• _Extract_
____________________

In its decision of November 17, 2020 (case no. 12 K 2334/18), the Munich Fiscal Court agreed with the claimant’s view and confirmed that carried interest is part of the profit distribution as agreed in the partnership agreement at the level of a private equity fund. Hence, carried interest does not constitute hidden payments by the investors to the carry holders. POELLATH represented the claimant in the appeal proceedings.

In particular, private investors in a private equity fund structured as an asset management partnership benefit from this decision, as carried interest is not to be treated as a non-deductible expense pursuant to § 20 (9) German Income Tax Act.

Summary

  • Carried interest, as a disproportionate distribution of profits, is in principle to be recognized for German tax purposes and is therefore treated as a profit share of the carry holders at the level of the fund and reduces the income of the investors.
  • The special tax provision of § 18 (1) No. 4 German Income Tax Act, which reclassifies carried interest from private asset management funds as income from self-employment at the level of the carry holders, does not affect the tax treatment of disproportionate distribution of profits at the level of the fund.
  • Contrary to the view of the tax authorities, carried interest is not a limited deductible expense of the investors.

A. The case: Treatment of carried interest in asset managing private equity funds by the tax authorities

In the course of tax audits of private equity funds, the German tax authorities did not consider carried interest as part of the profit distributions as agreed in the relevant partnership agreement.

____________________

[Location annotation dataset excerpts]
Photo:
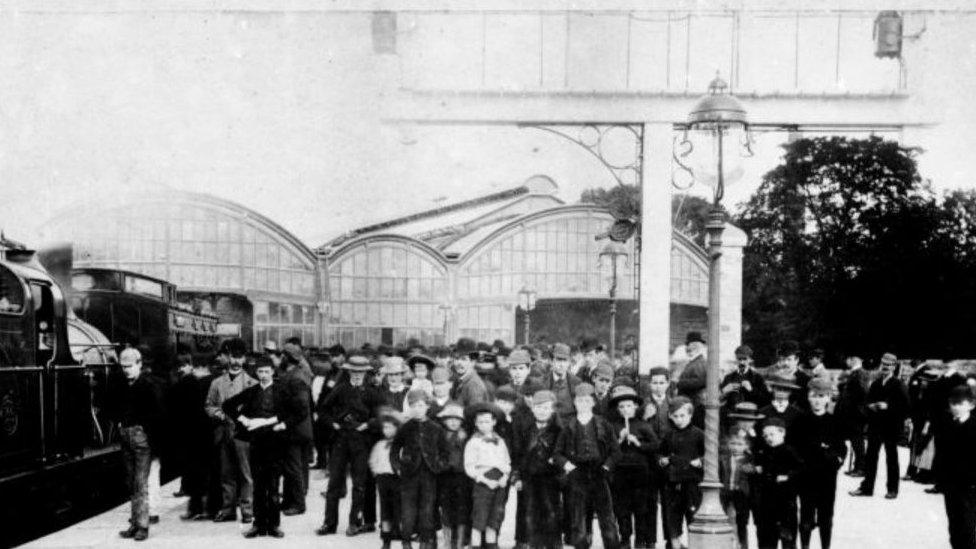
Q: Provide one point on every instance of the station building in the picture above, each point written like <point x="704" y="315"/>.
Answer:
<point x="436" y="275"/>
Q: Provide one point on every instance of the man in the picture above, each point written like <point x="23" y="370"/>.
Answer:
<point x="140" y="416"/>
<point x="691" y="382"/>
<point x="744" y="384"/>
<point x="234" y="454"/>
<point x="349" y="408"/>
<point x="469" y="388"/>
<point x="854" y="385"/>
<point x="296" y="371"/>
<point x="955" y="454"/>
<point x="196" y="432"/>
<point x="561" y="383"/>
<point x="266" y="412"/>
<point x="887" y="407"/>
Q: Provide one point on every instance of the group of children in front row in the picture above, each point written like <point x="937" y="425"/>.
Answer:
<point x="432" y="474"/>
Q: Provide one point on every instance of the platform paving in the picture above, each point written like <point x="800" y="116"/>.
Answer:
<point x="915" y="520"/>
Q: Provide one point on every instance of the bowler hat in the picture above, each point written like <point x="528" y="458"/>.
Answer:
<point x="451" y="409"/>
<point x="746" y="410"/>
<point x="420" y="359"/>
<point x="560" y="351"/>
<point x="519" y="356"/>
<point x="621" y="393"/>
<point x="542" y="397"/>
<point x="357" y="363"/>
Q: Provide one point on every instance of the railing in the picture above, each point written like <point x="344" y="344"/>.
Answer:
<point x="765" y="53"/>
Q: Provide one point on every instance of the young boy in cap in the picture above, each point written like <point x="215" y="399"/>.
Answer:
<point x="418" y="454"/>
<point x="387" y="483"/>
<point x="777" y="468"/>
<point x="453" y="485"/>
<point x="633" y="496"/>
<point x="821" y="446"/>
<point x="955" y="444"/>
<point x="441" y="388"/>
<point x="587" y="450"/>
<point x="657" y="407"/>
<point x="681" y="455"/>
<point x="535" y="475"/>
<point x="488" y="464"/>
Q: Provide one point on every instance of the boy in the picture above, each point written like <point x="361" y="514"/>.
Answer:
<point x="633" y="498"/>
<point x="782" y="405"/>
<point x="453" y="485"/>
<point x="658" y="405"/>
<point x="735" y="468"/>
<point x="777" y="467"/>
<point x="955" y="445"/>
<point x="587" y="451"/>
<point x="681" y="456"/>
<point x="534" y="474"/>
<point x="418" y="454"/>
<point x="487" y="463"/>
<point x="822" y="449"/>
<point x="387" y="483"/>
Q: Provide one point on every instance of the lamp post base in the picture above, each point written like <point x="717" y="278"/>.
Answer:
<point x="711" y="528"/>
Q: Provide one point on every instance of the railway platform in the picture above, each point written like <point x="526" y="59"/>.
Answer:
<point x="915" y="520"/>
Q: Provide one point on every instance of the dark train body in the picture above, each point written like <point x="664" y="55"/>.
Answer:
<point x="59" y="460"/>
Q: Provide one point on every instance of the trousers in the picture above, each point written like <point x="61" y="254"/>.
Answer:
<point x="418" y="494"/>
<point x="137" y="457"/>
<point x="295" y="472"/>
<point x="817" y="493"/>
<point x="266" y="460"/>
<point x="349" y="454"/>
<point x="877" y="439"/>
<point x="589" y="489"/>
<point x="237" y="485"/>
<point x="632" y="499"/>
<point x="960" y="502"/>
<point x="543" y="509"/>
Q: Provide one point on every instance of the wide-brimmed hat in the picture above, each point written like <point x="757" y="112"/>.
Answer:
<point x="392" y="365"/>
<point x="357" y="363"/>
<point x="451" y="409"/>
<point x="621" y="393"/>
<point x="746" y="410"/>
<point x="421" y="359"/>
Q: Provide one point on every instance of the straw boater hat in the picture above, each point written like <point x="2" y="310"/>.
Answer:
<point x="746" y="410"/>
<point x="621" y="393"/>
<point x="451" y="409"/>
<point x="392" y="365"/>
<point x="357" y="363"/>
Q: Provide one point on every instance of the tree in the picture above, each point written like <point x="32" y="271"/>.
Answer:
<point x="848" y="249"/>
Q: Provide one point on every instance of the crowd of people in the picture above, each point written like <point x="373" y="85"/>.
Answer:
<point x="434" y="442"/>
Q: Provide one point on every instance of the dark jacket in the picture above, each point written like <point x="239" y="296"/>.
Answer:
<point x="759" y="395"/>
<point x="141" y="403"/>
<point x="419" y="444"/>
<point x="820" y="443"/>
<point x="955" y="454"/>
<point x="569" y="444"/>
<point x="288" y="405"/>
<point x="636" y="459"/>
<point x="892" y="392"/>
<point x="681" y="447"/>
<point x="533" y="449"/>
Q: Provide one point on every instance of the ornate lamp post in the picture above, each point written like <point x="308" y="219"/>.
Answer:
<point x="611" y="252"/>
<point x="527" y="301"/>
<point x="716" y="139"/>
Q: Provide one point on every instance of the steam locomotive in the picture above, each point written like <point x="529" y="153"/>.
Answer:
<point x="59" y="461"/>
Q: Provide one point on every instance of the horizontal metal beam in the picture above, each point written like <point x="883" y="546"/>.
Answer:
<point x="791" y="112"/>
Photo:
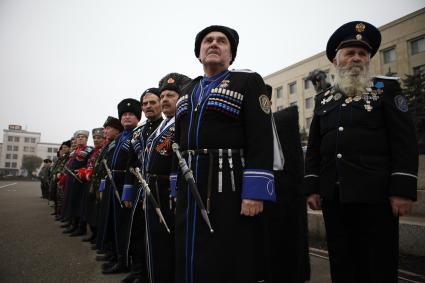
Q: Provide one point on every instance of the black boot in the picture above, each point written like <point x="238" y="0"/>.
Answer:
<point x="70" y="229"/>
<point x="88" y="239"/>
<point x="119" y="267"/>
<point x="130" y="278"/>
<point x="77" y="232"/>
<point x="66" y="225"/>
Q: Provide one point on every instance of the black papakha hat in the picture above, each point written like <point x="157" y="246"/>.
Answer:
<point x="130" y="105"/>
<point x="152" y="90"/>
<point x="230" y="33"/>
<point x="174" y="81"/>
<point x="269" y="91"/>
<point x="97" y="132"/>
<point x="357" y="33"/>
<point x="114" y="123"/>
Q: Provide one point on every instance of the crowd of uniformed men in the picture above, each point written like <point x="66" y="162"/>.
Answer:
<point x="209" y="187"/>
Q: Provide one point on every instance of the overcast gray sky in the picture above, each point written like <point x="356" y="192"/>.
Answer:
<point x="65" y="65"/>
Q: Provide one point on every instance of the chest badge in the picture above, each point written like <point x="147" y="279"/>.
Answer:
<point x="264" y="103"/>
<point x="224" y="84"/>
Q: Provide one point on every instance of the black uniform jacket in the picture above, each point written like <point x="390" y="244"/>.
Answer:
<point x="364" y="147"/>
<point x="236" y="115"/>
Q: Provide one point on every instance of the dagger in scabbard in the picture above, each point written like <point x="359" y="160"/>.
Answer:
<point x="188" y="175"/>
<point x="145" y="186"/>
<point x="111" y="179"/>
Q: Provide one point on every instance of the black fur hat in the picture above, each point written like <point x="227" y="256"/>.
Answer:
<point x="153" y="90"/>
<point x="67" y="143"/>
<point x="269" y="91"/>
<point x="174" y="81"/>
<point x="114" y="123"/>
<point x="231" y="34"/>
<point x="357" y="33"/>
<point x="130" y="105"/>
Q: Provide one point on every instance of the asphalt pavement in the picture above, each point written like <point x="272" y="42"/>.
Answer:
<point x="33" y="248"/>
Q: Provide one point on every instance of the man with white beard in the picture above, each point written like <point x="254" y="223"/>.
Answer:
<point x="362" y="160"/>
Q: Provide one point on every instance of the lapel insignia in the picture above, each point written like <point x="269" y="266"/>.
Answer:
<point x="224" y="84"/>
<point x="401" y="103"/>
<point x="264" y="103"/>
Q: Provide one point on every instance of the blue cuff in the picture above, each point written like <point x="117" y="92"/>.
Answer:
<point x="173" y="184"/>
<point x="258" y="185"/>
<point x="128" y="193"/>
<point x="102" y="185"/>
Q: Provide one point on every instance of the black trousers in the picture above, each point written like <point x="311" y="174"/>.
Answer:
<point x="138" y="244"/>
<point x="362" y="241"/>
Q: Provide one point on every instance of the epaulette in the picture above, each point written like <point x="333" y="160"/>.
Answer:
<point x="387" y="78"/>
<point x="241" y="71"/>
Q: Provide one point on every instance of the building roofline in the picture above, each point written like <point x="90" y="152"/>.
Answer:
<point x="48" y="143"/>
<point x="21" y="131"/>
<point x="318" y="55"/>
<point x="402" y="19"/>
<point x="381" y="28"/>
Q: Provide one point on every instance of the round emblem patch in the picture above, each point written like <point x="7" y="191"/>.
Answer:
<point x="265" y="103"/>
<point x="401" y="103"/>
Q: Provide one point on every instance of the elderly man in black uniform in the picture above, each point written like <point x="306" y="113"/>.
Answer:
<point x="361" y="161"/>
<point x="131" y="195"/>
<point x="112" y="129"/>
<point x="119" y="218"/>
<point x="223" y="126"/>
<point x="160" y="243"/>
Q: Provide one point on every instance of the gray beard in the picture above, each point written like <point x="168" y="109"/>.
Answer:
<point x="352" y="80"/>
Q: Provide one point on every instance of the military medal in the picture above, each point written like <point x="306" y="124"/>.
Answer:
<point x="367" y="106"/>
<point x="337" y="96"/>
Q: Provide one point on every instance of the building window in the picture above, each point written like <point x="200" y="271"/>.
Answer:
<point x="419" y="70"/>
<point x="389" y="55"/>
<point x="308" y="122"/>
<point x="309" y="103"/>
<point x="417" y="45"/>
<point x="279" y="92"/>
<point x="292" y="87"/>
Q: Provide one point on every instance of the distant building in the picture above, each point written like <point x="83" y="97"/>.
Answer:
<point x="18" y="143"/>
<point x="402" y="52"/>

____________________

• _To be done_
A. In the tax text, which court issued the decision of November 17, 2020?
B. Count the lines of the listing that contain the string "jacket", treating case as significant, and give only the number.

• _Solutions to each task_
A. The Munich Fiscal Court.

B. 2